Goal of the exercise: Every record below is to be retyped exactly.

#### Dataset content

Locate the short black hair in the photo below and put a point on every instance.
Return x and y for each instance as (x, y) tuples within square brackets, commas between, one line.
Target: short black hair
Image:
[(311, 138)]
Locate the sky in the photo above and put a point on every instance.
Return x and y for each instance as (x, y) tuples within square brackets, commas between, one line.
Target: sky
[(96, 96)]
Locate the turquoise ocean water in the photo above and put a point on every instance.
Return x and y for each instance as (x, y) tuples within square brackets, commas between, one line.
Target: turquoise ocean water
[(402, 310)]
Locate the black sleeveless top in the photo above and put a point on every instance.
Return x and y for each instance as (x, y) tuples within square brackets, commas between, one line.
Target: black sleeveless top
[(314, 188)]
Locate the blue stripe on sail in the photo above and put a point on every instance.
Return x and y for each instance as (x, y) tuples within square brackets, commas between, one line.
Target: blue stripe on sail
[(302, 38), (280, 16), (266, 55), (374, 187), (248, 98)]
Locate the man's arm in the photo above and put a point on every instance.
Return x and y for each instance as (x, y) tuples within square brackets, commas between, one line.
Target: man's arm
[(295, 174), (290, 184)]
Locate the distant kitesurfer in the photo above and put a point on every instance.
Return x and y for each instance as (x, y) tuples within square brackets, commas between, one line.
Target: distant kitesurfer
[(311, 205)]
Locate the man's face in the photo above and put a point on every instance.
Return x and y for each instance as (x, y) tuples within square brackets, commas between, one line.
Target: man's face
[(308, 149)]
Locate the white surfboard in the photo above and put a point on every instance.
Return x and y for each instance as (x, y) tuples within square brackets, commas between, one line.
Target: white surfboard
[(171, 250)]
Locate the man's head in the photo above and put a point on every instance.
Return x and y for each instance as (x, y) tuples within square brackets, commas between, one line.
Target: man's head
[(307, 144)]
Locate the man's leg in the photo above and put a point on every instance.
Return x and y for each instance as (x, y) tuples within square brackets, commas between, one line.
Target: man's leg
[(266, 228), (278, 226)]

########

Task output:
Locate the short black hair in the photo below and put a point on every instance.
Return x and y for each instance as (x, y) tuples within square brackets, commas between, one line.
Target: short black hair
Image:
[(311, 138)]
Locate the sky in the photo above and put a point on every instance.
Return x and y for each instance as (x, y) tuples within square brackets, commas between, one line.
Target: sky
[(96, 96)]
Locate the turquoise ocean water in the photo above and put a point on every instance.
Return x and y for each instance as (x, y) tuples within square brackets, commas between, one line.
Target: turquoise ocean water
[(402, 310)]
Locate the black sleeveless top in the photo above and put a point on every instance.
Return x and y for each instance as (x, y) tuples within square brackets, commas between, one line.
Target: black sleeveless top
[(314, 188)]
Locate the blue stripe on sail in the photo above and put a point on every instance.
Return x and y for each instance as (x, y) tuples within square brackets, commas between, one line.
Target: blue stripe on sail
[(302, 38), (280, 16), (266, 55), (374, 187), (248, 98)]
Locate the man's arm in the photo above and put a point on every instance.
Return x and y for each instance as (x, y) tuples within square brackets, commas between, one line.
Target: man's arm
[(295, 174), (290, 184)]
Locate the distant kitesurfer in the photo above and put a point on every instance.
Return x and y for each instance as (x, y) tuples within square brackets, commas between, one line.
Target: distant kitesurfer
[(311, 205)]
Locate the man's face in the photo above and put a point on every instance.
Return x and y for each instance as (x, y) tuples within square brackets, commas between, one line.
Target: man's face
[(308, 149)]
Locate the white surfboard in the photo above and put a point on every instance.
Return x and y for each instance as (x, y) tuples within square brackets, commas between, one line.
Target: white surfboard
[(171, 250)]
Locate the man's head in the photo above and put a point on every instance.
Return x and y for each instance as (x, y) tuples within square brackets, commas between, one line.
Target: man's head
[(307, 144)]
Locate the man's leg in the photo above and put a point on every instance.
Return x and y for each instance as (x, y) tuples within square brackets, commas between, one line.
Target: man's leg
[(266, 228), (278, 226)]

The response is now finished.